Task details:
In every entry below, change "marker" to "pin" and write the lines out again with nothing else altered.

(Dataset rows)
>>>

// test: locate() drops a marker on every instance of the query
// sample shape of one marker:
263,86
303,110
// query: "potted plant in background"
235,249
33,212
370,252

<<<

Response to this exercise:
// test: locate() drops a pin on every instance of the query
// sample shape of one pin:
263,86
303,110
// query: "potted plant in background"
235,249
33,212
370,252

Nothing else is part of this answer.